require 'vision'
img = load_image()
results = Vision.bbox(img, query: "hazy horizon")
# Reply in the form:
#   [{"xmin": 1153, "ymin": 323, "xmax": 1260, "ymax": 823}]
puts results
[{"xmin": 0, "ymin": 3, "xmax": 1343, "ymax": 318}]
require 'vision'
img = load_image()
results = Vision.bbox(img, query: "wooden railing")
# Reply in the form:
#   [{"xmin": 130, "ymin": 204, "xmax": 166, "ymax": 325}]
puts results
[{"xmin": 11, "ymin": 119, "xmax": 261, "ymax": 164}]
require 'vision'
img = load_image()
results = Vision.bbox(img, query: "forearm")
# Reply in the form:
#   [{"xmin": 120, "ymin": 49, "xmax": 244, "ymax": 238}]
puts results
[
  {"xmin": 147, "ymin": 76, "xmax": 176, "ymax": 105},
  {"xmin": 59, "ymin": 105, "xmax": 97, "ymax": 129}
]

================================

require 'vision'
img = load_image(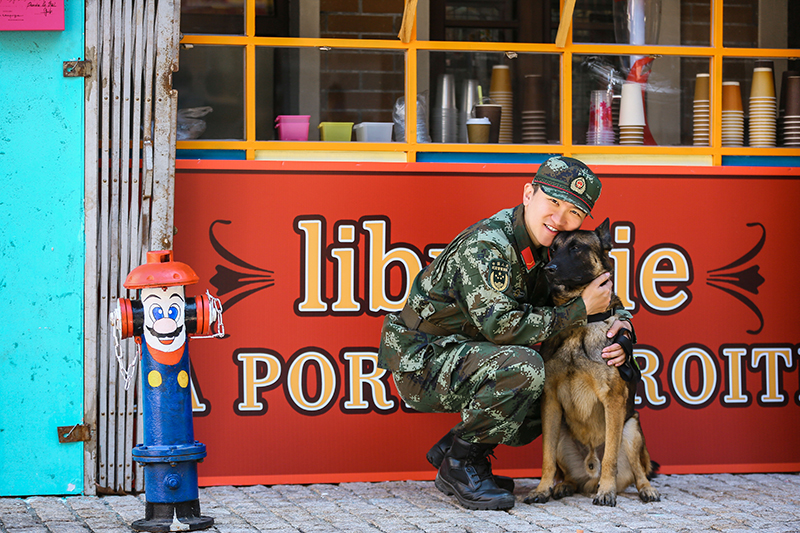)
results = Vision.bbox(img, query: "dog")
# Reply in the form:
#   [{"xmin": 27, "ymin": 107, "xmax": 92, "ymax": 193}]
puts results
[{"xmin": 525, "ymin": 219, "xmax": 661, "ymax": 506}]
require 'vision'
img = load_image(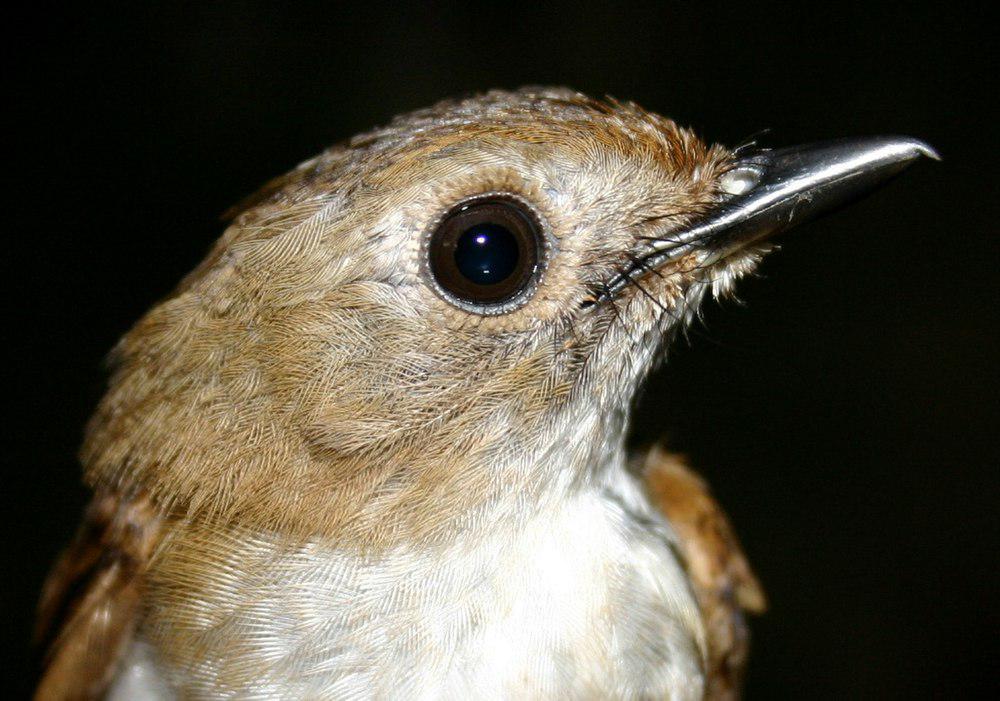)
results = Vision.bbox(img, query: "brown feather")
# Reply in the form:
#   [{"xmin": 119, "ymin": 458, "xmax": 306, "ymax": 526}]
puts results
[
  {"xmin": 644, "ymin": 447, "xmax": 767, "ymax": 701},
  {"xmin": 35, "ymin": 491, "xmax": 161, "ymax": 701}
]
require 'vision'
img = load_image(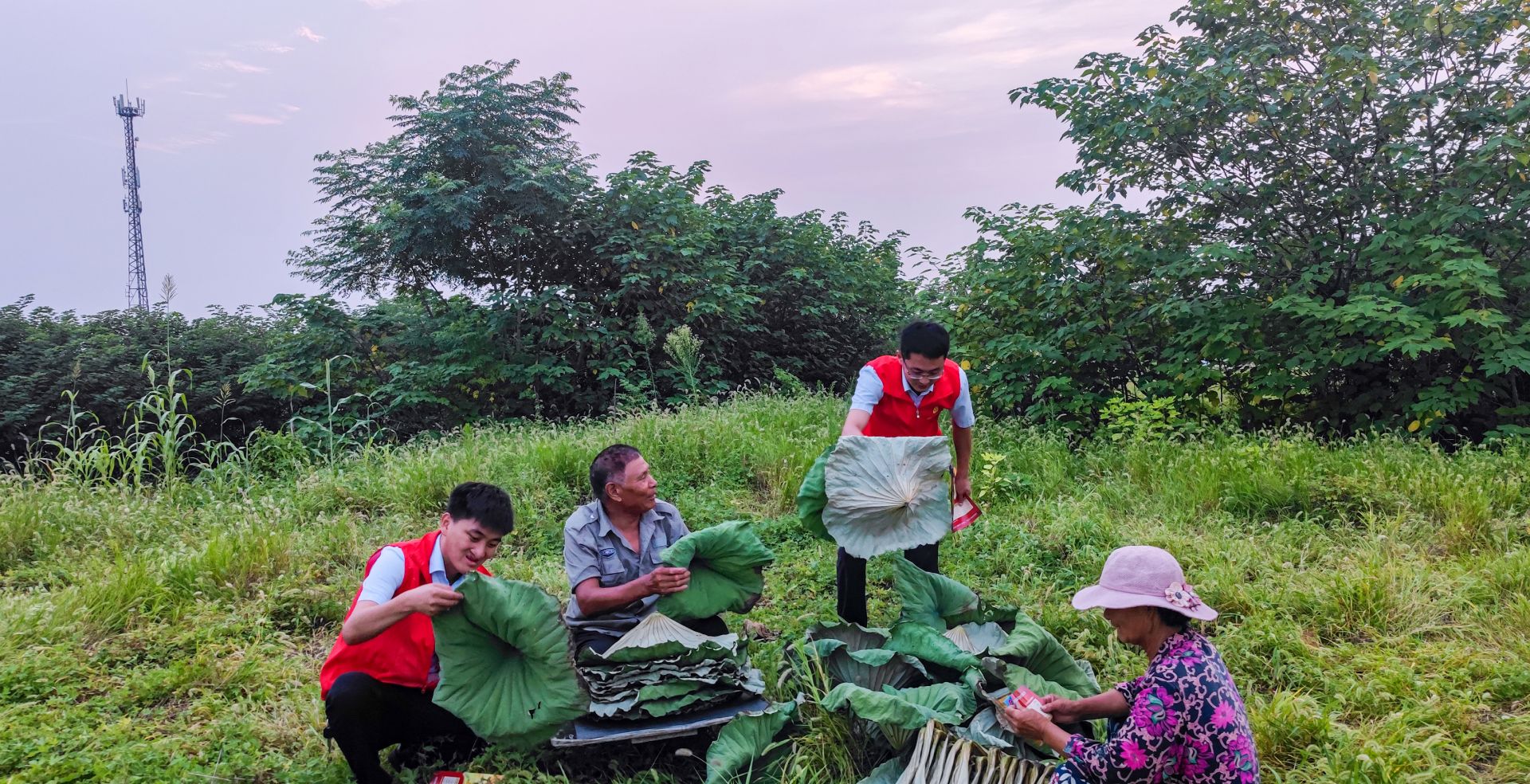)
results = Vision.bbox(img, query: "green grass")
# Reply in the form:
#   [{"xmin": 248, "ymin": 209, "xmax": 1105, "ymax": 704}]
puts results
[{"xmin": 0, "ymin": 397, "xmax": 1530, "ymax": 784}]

================================

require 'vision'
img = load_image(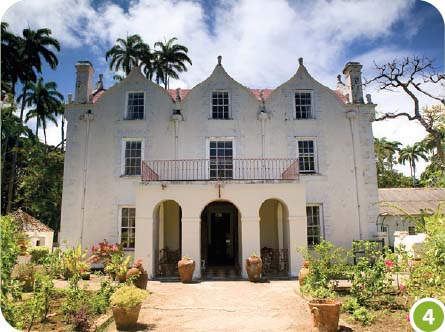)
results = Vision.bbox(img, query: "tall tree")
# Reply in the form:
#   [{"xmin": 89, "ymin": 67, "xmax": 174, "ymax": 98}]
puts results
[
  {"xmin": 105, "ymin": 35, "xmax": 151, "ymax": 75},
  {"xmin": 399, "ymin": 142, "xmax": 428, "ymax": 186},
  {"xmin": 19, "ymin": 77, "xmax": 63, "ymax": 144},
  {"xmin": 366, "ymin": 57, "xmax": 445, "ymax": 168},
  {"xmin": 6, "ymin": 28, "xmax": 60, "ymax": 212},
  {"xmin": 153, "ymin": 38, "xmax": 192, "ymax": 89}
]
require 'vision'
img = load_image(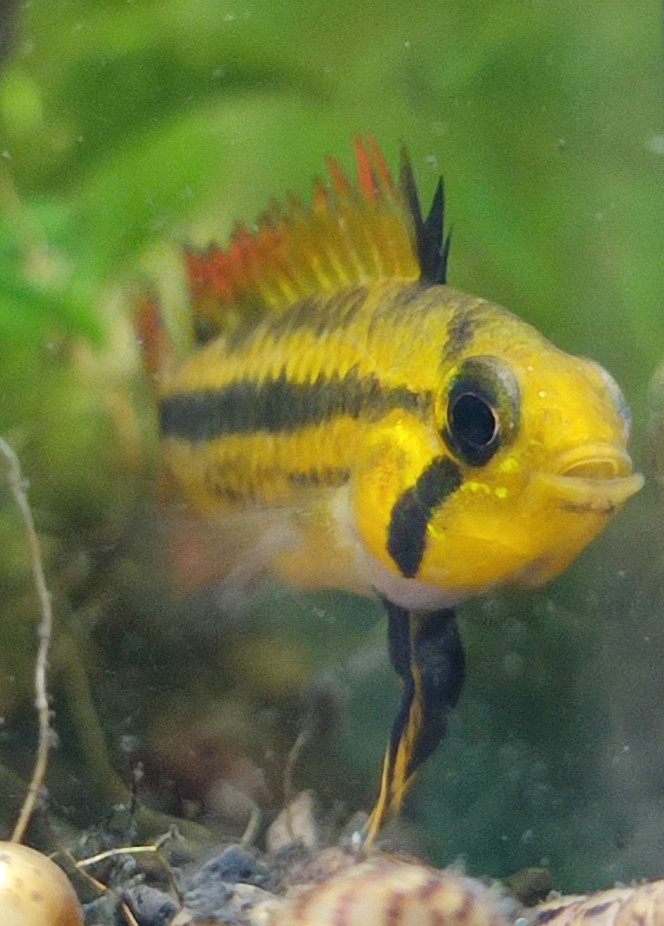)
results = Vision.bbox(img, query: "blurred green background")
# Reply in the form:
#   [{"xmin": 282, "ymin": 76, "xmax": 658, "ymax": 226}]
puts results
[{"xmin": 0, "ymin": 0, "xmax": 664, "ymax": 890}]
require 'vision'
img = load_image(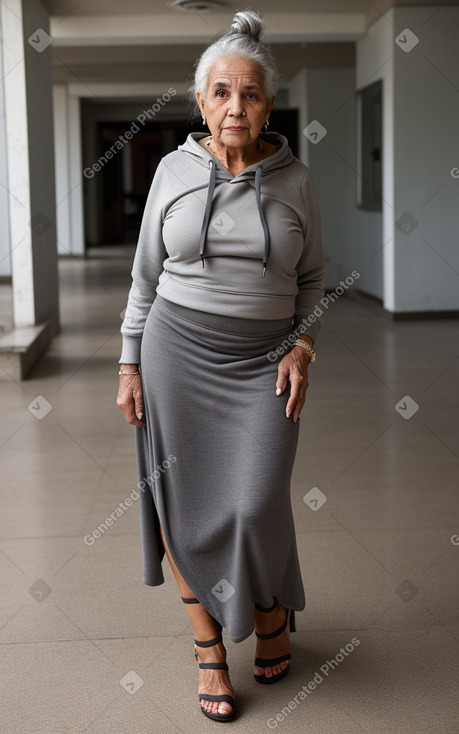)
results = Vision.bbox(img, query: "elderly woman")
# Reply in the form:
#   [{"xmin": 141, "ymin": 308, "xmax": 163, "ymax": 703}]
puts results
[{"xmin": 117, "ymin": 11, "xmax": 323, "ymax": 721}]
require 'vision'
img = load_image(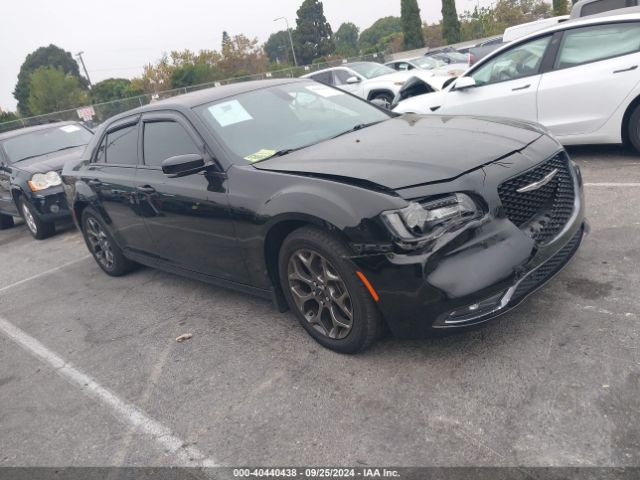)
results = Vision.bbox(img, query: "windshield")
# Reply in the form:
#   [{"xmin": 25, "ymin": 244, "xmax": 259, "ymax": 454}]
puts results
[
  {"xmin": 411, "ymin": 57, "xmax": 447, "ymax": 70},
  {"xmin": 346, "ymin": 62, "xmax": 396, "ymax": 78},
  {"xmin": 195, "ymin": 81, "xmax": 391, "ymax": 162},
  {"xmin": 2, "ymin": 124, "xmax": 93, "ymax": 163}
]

================================

Please return each line above that contains the word "green", copied unchanged.

# Solution below
results = Vision.bbox(img, query: "green grass")
results = Vision.bbox(img, query: "blurred green background")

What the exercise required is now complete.